** Quoted passage follows **

Recently developed bioinformatics tools achieve strain-level resolution by identifying accessory genes or capturing nucleotide variants (SNPs). Yet, these tools are hampered by the extent of available reference genomes that are far from covering all microbial variability. The creation of catalogues of non-redundant genes by de novo assembly followed by clustering of co-abundant genes reveals a part of the microbial dark matter by reconstituting the gene repertoire of species potentially unknown. While existing methods accurately identify core genes present in all the strains of a species, they miss many accessory genes or split them into small gene groups that remain unassociated to core genomes. However, capturing these accessory genes is essential in clinical research and epidemiology because they provide functions specific to certain strains such as pathogenicity or antibiotic resistance.
We propose a new bioinformatics method called MSPminer, which by combining the information from hundreds of metagenomic samples, reconstructed the gene repertoire of more than 1600 species of the human intestinal microbiome, of which more than 70% were previously unknown. The Metagenomic Species Pan-genomes (MSPs) capture and distinguish not only the core genes but also the accessory genes of microbial species.
This work provides a detailed mapped of the composition of the gut microbiome and its inter-individual variability opening the way to a better understanding of the link between the microbiota and diseases.

** End of Quoted passage **

Activity A =
According to the MSPminer passage, why is capturing accessory genes essential in clinical research and epidemiology? Answer in one to three sentences.
Activity B =
Please reproduce the part of the MSPminer passage between "We propose a" and "of microbial species.", inclusive, word for word.

** Supplied data follows **

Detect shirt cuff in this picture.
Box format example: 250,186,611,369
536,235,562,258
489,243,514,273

** End of Supplied data **

Exercise solution A =
Accessory genes provide functions specific to certain strains, such as pathogenicity or antibiotic resistance.

Exercise solution B =
We propose a new bioinformatics method called MSPminer, which by combining the information from hundreds of metagenomic samples, reconstructed the gene repertoire of more than 1600 species of the human intestinal microbiome, of which more than 70% were previously unknown. The Metagenomic Species Pan-genomes (MSPs) capture and distinguish not only the core genes but also the accessory genes of microbial species.